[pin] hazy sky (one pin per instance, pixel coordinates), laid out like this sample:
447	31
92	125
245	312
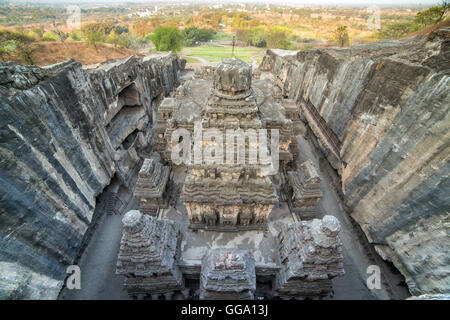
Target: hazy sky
299	2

Brief – Output the listing above exactly, pictures omitted.

Written answer –
[pin] hazy sky (one pin per instance, pixel coordinates), laid out like this sample:
447	31
92	125
245	312
Target: hazy sky
299	2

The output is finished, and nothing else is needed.